Items from a data source:

§ §

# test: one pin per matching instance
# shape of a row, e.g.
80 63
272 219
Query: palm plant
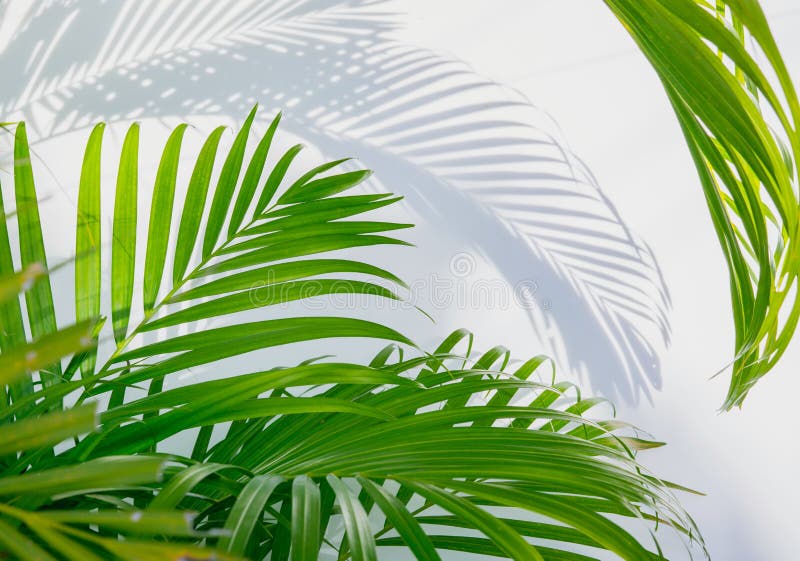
740 120
433 451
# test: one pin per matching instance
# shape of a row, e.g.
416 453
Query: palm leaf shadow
473 155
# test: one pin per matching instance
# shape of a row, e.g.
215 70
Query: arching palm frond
475 156
434 452
745 144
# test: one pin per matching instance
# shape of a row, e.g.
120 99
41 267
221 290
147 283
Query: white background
574 62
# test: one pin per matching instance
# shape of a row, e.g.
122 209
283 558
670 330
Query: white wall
344 91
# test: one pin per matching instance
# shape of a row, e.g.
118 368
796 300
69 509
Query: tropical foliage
436 451
740 120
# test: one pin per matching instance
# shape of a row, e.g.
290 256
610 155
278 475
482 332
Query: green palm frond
435 452
742 130
245 256
431 446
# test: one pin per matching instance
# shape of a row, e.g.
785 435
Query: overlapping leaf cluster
430 453
740 120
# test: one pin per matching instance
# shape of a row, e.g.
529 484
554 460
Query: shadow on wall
469 155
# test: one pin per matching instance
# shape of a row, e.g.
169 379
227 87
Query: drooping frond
739 114
475 157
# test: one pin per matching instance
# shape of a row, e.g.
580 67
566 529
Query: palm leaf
287 462
747 167
499 167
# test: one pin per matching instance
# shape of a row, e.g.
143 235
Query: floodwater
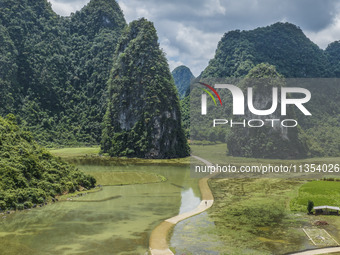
121 224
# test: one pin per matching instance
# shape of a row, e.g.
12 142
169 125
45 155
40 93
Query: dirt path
159 237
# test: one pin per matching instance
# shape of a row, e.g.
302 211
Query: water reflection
111 226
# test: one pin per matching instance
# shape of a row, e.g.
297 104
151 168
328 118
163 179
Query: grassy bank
89 153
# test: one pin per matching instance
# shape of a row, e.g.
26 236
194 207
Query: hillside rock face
268 141
183 77
54 70
143 118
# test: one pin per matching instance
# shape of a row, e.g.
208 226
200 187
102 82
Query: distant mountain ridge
283 45
54 70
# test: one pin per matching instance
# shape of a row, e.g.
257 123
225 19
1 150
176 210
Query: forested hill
53 69
183 77
143 117
283 45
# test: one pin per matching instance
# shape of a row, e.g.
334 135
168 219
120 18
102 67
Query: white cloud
65 8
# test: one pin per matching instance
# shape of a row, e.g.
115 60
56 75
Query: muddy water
116 220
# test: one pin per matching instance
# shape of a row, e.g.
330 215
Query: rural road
158 240
318 251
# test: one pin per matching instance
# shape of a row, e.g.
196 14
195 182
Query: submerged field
264 215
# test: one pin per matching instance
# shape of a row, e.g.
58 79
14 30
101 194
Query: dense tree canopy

§ §

_Task to carry out_. Reproduce every record exactly; images stay out.

_Worked solution_.
# test: one pin per matching instance
# shape of a row, e.g.
80 63
272 219
Query: palm plant
740 120
433 451
# test: one pin per matching instance
# shape of a row, e.g.
416 453
Query: palm leaf shadow
473 155
# test: one pin per matching instance
# shape of a row, e.g.
215 70
Query: arching palm frond
475 156
434 452
745 144
# test: one pin per matching instance
# shape of a row, e.g.
120 99
41 267
221 290
147 283
Query: white background
574 62
# test: one pin per matching instance
# shape of a row, e.g.
122 209
283 558
670 330
Query: white wall
344 91
# test: one pin per matching instance
# shape of a row, e.g.
118 368
796 300
69 509
Query: tropical foliage
436 451
740 120
# test: one pin per matching instance
# shape of a row, e.g.
290 256
610 155
278 475
482 332
Query: green palm frond
435 452
742 130
245 256
431 446
# test: one pin per matching instance
# shape of a row, e.g.
785 435
Query: overlapping leaf cluster
430 453
740 120
# test: one pin per matching instance
# shape of a row, e.g.
529 484
554 460
Query: shadow on wall
469 155
# test: one pin per matching instance
# shape of a row, e.g.
169 379
227 87
Query: drooping frond
739 114
475 157
# test: one pin per matching instance
# shape of a row, e.g.
580 67
566 529
Query: palm leaf
287 462
747 167
499 167
# test: one pin per matching instance
# shape of a row, e.g.
143 235
Query: floodwater
121 224
# test: one pin per matching instance
# shape of a row, e.g.
12 142
169 125
45 155
40 93
Query: dirt path
159 237
# test: one pin per matching instance
# shape of a row, e.g.
302 211
Query: water reflection
111 226
# test: one pin per matching instance
# shape of a row, e.g.
297 104
151 168
328 118
163 179
Query: grassy bank
89 153
# test: one pin per matching instance
# shape of a row, e.g.
26 236
194 207
Query: hillside rock face
268 141
183 77
54 70
143 118
# test: one pin per matching instance
# shape of a row, e.g.
208 226
200 187
102 82
Query: distant mountain ridge
283 45
54 70
# test: one pin per matching instance
# shape of a row, e.g.
257 123
225 19
1 150
176 210
Query: forested hill
53 69
183 77
143 117
283 45
# test: one pin per matching instance
# shape of a row, e.g.
334 135
168 219
120 18
102 67
Query: white cloud
65 8
# test: one pin per matching instance
# shape of a row, e.g.
115 60
56 75
Query: muddy water
116 220
# test: one pin per matching instance
# shape of a row, e.g.
330 215
Query: rural road
158 240
318 251
# test: one pin per matching instance
# shape of a row, e.g.
196 14
195 182
Query: submerged field
264 215
# test: one pin per matching instance
# shape of a row, e.g.
58 79
14 30
101 194
Query: dense tree canopy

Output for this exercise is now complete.